━━ Dataset content ━━
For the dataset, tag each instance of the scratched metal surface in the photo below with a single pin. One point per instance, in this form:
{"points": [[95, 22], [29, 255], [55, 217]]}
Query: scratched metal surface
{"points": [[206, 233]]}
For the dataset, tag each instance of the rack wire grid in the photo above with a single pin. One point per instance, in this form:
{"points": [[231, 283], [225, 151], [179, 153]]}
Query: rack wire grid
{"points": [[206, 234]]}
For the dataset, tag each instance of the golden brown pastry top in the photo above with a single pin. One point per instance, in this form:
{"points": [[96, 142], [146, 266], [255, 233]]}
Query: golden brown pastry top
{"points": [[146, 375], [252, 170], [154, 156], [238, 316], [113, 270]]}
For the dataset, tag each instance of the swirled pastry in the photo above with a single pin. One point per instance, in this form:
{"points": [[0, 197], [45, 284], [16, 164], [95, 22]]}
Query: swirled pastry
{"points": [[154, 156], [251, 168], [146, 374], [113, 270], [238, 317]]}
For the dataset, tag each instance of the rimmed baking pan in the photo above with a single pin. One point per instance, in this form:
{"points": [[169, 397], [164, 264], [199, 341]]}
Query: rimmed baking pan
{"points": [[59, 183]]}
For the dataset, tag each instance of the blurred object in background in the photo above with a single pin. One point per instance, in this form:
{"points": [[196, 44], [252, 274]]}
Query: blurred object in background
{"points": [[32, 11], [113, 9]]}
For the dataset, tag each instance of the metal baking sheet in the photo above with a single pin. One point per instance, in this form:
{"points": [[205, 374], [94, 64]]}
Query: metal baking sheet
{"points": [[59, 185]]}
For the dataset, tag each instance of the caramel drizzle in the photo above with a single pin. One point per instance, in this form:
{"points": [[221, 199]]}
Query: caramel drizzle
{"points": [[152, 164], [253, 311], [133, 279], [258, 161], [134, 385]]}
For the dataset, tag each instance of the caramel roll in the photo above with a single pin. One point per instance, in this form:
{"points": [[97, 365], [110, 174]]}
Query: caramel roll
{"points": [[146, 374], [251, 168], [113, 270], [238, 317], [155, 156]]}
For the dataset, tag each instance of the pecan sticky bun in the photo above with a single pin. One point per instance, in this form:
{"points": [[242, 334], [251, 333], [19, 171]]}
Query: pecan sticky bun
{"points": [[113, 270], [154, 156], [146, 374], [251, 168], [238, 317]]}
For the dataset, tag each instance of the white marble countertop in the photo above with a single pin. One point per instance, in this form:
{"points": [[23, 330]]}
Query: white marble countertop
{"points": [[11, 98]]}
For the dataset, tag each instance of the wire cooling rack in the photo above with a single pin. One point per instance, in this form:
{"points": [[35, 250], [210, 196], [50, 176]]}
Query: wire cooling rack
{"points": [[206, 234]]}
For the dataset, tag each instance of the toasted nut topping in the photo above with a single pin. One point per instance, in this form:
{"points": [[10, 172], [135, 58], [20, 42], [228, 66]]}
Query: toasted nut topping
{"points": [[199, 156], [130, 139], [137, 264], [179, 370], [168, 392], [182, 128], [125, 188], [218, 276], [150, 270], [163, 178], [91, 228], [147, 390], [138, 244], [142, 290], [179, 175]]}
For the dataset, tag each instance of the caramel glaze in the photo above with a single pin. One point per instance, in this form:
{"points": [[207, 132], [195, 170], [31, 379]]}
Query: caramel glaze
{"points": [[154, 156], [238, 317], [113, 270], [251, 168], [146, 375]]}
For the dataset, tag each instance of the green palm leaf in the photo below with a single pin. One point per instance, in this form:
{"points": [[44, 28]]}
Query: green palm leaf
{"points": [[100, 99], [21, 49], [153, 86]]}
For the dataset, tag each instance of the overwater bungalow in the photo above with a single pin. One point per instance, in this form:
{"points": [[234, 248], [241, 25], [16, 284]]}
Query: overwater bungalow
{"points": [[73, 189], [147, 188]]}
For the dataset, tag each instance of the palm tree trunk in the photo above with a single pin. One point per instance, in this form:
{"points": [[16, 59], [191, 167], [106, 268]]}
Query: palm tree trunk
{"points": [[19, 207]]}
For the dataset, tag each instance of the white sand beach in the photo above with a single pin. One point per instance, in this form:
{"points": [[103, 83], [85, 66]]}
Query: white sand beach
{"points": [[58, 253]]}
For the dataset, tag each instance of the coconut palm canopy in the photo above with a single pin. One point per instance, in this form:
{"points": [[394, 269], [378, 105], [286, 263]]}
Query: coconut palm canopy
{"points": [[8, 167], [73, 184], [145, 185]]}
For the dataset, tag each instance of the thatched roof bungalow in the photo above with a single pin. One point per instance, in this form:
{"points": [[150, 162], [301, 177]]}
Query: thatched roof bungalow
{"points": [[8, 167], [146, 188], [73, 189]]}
━━━
Set down all of the material above again, word for word and in the same order, from its first line to its last.

▶ **The solution**:
For the dataset, tag each instance of the scratched metal surface in the photo below with a single pin. One point per instance, in this form:
{"points": [[95, 22], [29, 255], [55, 217]]}
Query: scratched metal surface
{"points": [[206, 233]]}
For the dataset, tag each instance of the rack wire grid in the photo above with a single pin. One point per instance, in this form:
{"points": [[231, 283], [225, 151], [179, 153]]}
Query: rack wire grid
{"points": [[206, 234]]}
For the dataset, tag each instance of the golden brown pastry top in the photo above with a single pin. One point per instance, in this form:
{"points": [[96, 142], [146, 266], [255, 233]]}
Query: golden brown pastry top
{"points": [[146, 375], [252, 170], [154, 156], [238, 316], [113, 270]]}
For the dataset, tag each instance of the swirled pastry in the photo above with a single pin. One point per instance, in this form:
{"points": [[0, 197], [45, 284], [16, 164], [95, 22]]}
Query: swirled pastry
{"points": [[154, 156], [251, 168], [146, 374], [113, 270], [238, 317]]}
For the dataset, tag each instance of the rimmed baking pan in the photo above with a single pin. One point per instance, in this form:
{"points": [[169, 397], [164, 264], [199, 341]]}
Query: rimmed baking pan
{"points": [[59, 183]]}
For the dataset, tag each instance of the blurred object in background in the photo above with a single pin. One point per instance, in this form:
{"points": [[196, 44], [252, 274]]}
Query: blurred object in background
{"points": [[32, 11], [113, 9]]}
For the dataset, tag each instance of the metal baking sheet in the photo above with a single pin. One point per instance, in this form:
{"points": [[205, 374], [94, 64]]}
Query: metal baking sheet
{"points": [[59, 185]]}
For the dataset, tag each instance of the caramel drizzle in the photo above with a single pin. One point per instance, in this form:
{"points": [[221, 199]]}
Query: caramel drizzle
{"points": [[152, 164], [253, 311], [133, 279], [258, 161], [134, 385]]}
For the dataset, tag each instance of the caramel roll in the photo above with a single pin. One point per instance, in this form:
{"points": [[97, 365], [110, 174]]}
Query: caramel roll
{"points": [[146, 374], [251, 168], [113, 270], [238, 317], [155, 156]]}
For the dataset, tag each instance of the pecan sticky bun in the photo above with a single pin. One point per instance, in this form:
{"points": [[242, 334], [251, 333], [19, 171]]}
Query: pecan sticky bun
{"points": [[113, 270], [154, 156], [146, 374], [251, 168], [238, 317]]}
For the dataset, tag each instance of the white marble countertop in the photo above with a single pin. One point per instance, in this form:
{"points": [[23, 330]]}
Query: white marble countertop
{"points": [[11, 98]]}
For the dataset, tag each instance of the wire cooling rack in the photo above with a single pin. One point per instance, in this form:
{"points": [[35, 250], [210, 196], [50, 176]]}
Query: wire cooling rack
{"points": [[206, 234]]}
For the dataset, tag each instance of the toasted nut topping in the photo above with a single pin. One point per instance, in this form:
{"points": [[10, 172], [135, 58], [20, 42], [228, 66]]}
Query: toasted nut topping
{"points": [[199, 156], [130, 139], [137, 264], [179, 370], [168, 392], [182, 128], [125, 188], [218, 276], [150, 270], [163, 178], [91, 228], [147, 390], [138, 244], [142, 290], [179, 175]]}
For the dataset, tag each instance of the caramel glaze in the photo above with a single pin. One point per instance, in this form:
{"points": [[207, 132], [195, 170], [31, 379]]}
Query: caramel glaze
{"points": [[154, 156], [238, 317], [113, 270], [251, 168], [146, 375]]}
For the dataset, tag each instance of the green palm leaf in the photo below with a single pin. One point per instance, in this form:
{"points": [[44, 28]]}
Query: green palm leaf
{"points": [[100, 99], [21, 49], [153, 86]]}
For the dataset, tag each instance of the overwater bungalow in the photo above with a single pin. One point per instance, in this form:
{"points": [[234, 248], [241, 25], [16, 284]]}
Query: overwater bungalow
{"points": [[73, 189], [147, 188]]}
For the dataset, tag each instance of the palm tree trunk in the photo above with a single pin. One point per instance, in this form:
{"points": [[16, 59], [191, 167], [106, 268]]}
Query: palm tree trunk
{"points": [[19, 207]]}
For the dataset, tag each instance of the white sand beach in the photo above with a single pin. One point per instance, in this form:
{"points": [[103, 83], [85, 66]]}
Query: white sand beach
{"points": [[58, 253]]}
For the dataset, tag each instance of the coconut palm canopy in the photo above with a single pin. One point per instance, in this form:
{"points": [[394, 269], [378, 105], [286, 263]]}
Query: coconut palm canopy
{"points": [[8, 167], [73, 184], [145, 185]]}
For the dataset, tag each instance of the thatched roof bungalow in the photo above with a single pin. One point per instance, in this form:
{"points": [[150, 162], [301, 177]]}
Query: thatched roof bungalow
{"points": [[8, 167], [146, 188], [73, 189]]}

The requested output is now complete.